Start of MATERIALS PROVIDED

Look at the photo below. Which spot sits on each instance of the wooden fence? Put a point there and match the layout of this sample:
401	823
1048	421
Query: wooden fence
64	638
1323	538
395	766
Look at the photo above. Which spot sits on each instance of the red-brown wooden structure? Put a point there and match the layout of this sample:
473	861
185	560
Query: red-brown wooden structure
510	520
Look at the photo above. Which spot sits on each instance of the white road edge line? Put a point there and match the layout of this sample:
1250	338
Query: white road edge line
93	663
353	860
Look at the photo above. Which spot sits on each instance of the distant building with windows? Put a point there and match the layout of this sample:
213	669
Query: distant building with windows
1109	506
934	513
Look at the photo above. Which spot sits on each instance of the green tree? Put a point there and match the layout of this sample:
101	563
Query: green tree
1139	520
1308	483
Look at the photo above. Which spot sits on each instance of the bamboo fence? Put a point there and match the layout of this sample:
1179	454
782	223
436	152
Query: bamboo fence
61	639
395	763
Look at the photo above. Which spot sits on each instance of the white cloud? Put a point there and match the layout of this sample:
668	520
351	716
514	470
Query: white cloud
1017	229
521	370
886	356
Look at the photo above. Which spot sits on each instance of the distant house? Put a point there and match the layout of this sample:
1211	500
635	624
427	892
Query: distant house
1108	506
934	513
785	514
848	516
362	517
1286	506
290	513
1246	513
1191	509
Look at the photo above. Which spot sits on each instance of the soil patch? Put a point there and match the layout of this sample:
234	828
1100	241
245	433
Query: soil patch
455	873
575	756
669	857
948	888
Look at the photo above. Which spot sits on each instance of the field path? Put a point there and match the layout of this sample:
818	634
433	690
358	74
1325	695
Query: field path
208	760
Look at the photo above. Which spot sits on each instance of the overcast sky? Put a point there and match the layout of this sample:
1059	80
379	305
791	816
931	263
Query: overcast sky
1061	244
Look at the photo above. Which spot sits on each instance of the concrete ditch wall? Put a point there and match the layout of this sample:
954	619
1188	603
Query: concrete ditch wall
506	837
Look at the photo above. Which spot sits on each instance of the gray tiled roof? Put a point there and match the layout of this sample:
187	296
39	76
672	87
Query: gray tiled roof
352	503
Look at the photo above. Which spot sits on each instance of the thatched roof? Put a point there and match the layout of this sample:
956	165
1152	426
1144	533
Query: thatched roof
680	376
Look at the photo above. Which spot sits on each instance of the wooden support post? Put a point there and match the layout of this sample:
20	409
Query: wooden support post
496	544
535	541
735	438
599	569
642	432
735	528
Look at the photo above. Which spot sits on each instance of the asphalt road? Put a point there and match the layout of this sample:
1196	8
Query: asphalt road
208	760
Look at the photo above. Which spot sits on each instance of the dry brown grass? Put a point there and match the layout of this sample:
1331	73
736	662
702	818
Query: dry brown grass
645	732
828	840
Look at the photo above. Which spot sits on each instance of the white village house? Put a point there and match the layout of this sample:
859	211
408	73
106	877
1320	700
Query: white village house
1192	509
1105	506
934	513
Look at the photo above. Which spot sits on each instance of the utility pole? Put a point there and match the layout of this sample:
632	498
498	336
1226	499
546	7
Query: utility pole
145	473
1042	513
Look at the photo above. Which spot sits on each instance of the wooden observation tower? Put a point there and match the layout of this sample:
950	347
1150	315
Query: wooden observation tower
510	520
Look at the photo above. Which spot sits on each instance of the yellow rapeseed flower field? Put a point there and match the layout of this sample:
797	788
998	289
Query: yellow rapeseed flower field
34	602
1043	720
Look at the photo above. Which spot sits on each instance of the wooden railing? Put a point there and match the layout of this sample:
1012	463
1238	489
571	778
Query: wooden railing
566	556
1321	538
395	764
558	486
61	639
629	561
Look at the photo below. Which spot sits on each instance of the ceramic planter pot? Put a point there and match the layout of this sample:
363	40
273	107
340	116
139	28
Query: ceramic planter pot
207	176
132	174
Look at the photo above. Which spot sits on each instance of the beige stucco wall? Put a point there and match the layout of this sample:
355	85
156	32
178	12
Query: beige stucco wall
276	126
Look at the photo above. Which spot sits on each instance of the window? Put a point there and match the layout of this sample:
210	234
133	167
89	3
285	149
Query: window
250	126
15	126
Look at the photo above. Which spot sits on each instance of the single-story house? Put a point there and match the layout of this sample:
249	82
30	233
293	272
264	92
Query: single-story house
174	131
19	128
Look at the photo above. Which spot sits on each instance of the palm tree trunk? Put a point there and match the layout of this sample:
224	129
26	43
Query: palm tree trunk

End of MATERIALS PROVIDED

- _WRITTEN TASK_: Set down nothing but the lines from the one with "of the window?" through the end of the records, keeping each line exactly as written and including both ends.

- _TASK ANSWER_:
Look at the photo above. Which spot sits on each instance of the window? Put a point there and match the layout of this sample:
210	234
133	167
89	3
285	149
Query: window
250	126
15	126
Look at the photo above. Which spot sits on each instance of the single-story house? Put a point there and match the layout of this sample:
249	82
30	233
293	272
264	92
Query: single-story house
174	131
19	128
Look at the photo above. Which spot sits on each instance of the palm tree trunk? Put a point there and match the layout of this sample:
224	129
26	43
Query: palm tree trunk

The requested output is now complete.